▶ 文件正文:
----------

由於在索引的時候，同時打開了多個Directory實例，而每個Directory對應一個IndexWriter，我們通過記錄a~z這26個字母爲每個IndexWriter的名字，將IndexWriter和目錄名稱包裹在IndexWriterObj類的對象中，便於通過日誌看到實際數據的分佈。在進行Lucene Document構建的時候，將這個索引目錄的名字（a~z字符中之一）做成一個Field。在索引的時候，值需要調用IndexHelper.WriterHelper的selectIndexWriter()方法，即可以自動選擇對應的IndexWriter實例去進行索引。

在搜索的時候，通過IndexHelper.SearcherHelper工具來獲取多個Searchable實例的數組，調用getSearchers()即可以獲取到，提供給MultiSearcher構建搜索。

索引實現

我們的數據源，選擇根據指定的查詢條件直接從MongoDB中讀取，所以有關處理與MongoDB進行交互的代碼都封裝到了處理索引的代碼中，通過內部類實現。我們看一下，執行索引數據的實現，代碼如下所示：

package org.shirdrn.lucene;

import java.io.IOException;
import java.io.Serializable;
import java.util.HashMap;
import java.util.Iterator;
import java.util.Map;
import java.util.concurrent.atomic.AtomicInteger;

import org.apache.lucene.document.Document;
import org.apache.lucene.document.Field;
import org.apache.lucene.document.Field.Index;
import org.apache.lucene.document.Field.Store;
import org.apache.lucene.index.CorruptIndexException;
import org.apache.lucene.index.IndexWriter;
import org.apache.lucene.index.IndexWriterConfig;
import org.shirdrn.lucene.IndexHelper.WriterHelper;
import org.slf4j.Logger;
import org.slf4j.LoggerFactory;

import com.mongodb.BasicDBObject;
import com.mongodb.DBCollection;
import com.mongodb.DBCursor;
import com.mongodb.Mongo;
import com.mongodb.MongoException;

/**
 * Indexing accross multiple Lucene indexes.

----------

▶ 資料清單:
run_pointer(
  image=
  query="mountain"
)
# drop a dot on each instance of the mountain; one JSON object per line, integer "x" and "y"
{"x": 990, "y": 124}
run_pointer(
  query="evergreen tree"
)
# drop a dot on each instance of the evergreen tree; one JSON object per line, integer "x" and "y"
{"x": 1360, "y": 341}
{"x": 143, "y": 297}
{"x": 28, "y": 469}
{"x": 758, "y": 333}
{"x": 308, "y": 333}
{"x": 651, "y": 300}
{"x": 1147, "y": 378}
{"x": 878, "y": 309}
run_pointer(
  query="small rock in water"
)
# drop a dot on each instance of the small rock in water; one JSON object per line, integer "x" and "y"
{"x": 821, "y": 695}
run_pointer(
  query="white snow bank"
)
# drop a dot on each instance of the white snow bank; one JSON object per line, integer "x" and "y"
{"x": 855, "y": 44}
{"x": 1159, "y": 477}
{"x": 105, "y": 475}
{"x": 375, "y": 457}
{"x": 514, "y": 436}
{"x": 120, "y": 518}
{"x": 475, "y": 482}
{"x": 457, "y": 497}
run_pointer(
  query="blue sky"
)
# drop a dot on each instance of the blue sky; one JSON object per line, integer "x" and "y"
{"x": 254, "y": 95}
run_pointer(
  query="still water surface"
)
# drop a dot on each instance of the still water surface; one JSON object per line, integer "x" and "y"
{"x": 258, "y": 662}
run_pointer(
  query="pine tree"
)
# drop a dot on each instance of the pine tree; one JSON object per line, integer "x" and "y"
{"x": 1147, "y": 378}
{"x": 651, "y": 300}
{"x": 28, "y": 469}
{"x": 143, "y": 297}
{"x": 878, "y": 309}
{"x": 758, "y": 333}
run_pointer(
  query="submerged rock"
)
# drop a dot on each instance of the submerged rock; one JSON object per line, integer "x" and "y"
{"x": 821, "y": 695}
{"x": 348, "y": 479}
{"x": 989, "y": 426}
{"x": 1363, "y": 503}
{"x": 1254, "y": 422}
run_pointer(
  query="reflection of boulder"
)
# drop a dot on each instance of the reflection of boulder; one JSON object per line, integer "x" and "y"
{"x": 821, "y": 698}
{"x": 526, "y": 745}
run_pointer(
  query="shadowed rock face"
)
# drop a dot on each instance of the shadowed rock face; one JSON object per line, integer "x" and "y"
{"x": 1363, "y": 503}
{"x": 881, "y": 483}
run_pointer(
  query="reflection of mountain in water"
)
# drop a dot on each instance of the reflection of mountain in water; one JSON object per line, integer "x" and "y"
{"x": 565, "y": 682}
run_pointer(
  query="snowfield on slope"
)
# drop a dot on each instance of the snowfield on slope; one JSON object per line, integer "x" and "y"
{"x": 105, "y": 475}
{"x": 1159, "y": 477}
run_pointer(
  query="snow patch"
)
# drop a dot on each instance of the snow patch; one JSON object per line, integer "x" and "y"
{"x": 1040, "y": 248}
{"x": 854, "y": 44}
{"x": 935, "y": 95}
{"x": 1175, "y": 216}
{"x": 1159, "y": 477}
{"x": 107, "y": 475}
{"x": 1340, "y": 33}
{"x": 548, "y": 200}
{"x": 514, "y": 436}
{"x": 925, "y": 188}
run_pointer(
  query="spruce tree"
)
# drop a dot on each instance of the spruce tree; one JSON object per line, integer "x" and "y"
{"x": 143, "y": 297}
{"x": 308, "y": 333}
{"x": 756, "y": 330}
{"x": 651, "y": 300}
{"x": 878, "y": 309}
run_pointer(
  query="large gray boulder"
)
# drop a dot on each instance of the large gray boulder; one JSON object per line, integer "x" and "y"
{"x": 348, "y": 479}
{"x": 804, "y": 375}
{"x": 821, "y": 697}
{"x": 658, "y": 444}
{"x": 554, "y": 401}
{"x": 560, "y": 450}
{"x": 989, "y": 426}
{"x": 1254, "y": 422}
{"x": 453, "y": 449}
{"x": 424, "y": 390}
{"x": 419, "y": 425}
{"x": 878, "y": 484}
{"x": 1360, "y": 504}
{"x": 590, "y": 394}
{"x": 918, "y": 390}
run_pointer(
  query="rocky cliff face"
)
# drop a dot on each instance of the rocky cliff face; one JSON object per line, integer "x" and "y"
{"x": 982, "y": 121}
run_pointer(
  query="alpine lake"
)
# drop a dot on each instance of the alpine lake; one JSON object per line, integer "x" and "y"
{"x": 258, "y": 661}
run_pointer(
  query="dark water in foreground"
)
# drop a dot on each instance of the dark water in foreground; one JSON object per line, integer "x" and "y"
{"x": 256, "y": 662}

----------

▶ 任務目標 A:
請逐字照抄Lucene索引說明中從「import com.mongodb.BasicDBObject;」一直到「multiple Lucene indexes.」的全部文字。
▶ 任務目標 B:
根據Lucene索引說明回答下列問題：
(i) 每個IndexWriter是以什麼來命名的？
(ii) 搜索時調用哪個方法來獲取多個Searchable實例的數組？
(iii) 數據源是從哪裡讀取的？
▶ 任務目標 C:
列出Lucene索引說明的程式碼中從com.mongodb導入的全部類別名稱。

▶ 作答內容 A:
import com.mongodb.BasicDBObject;
import com.mongodb.DBCollection;
import com.mongodb.DBCursor;
import com.mongodb.Mongo;
import com.mongodb.MongoException;

/**
 * Indexing accross multiple Lucene indexes.

▶ 作答內容 B:
(i) 以a~z這26個字母命名。
(ii) 調用IndexHelper.SearcherHelper的getSearchers()方法。
(iii) 根據指定的查詢條件，直接從MongoDB中讀取。

▶ 作答內容 C:
BasicDBObject、DBCollection、DBCursor、Mongo、MongoException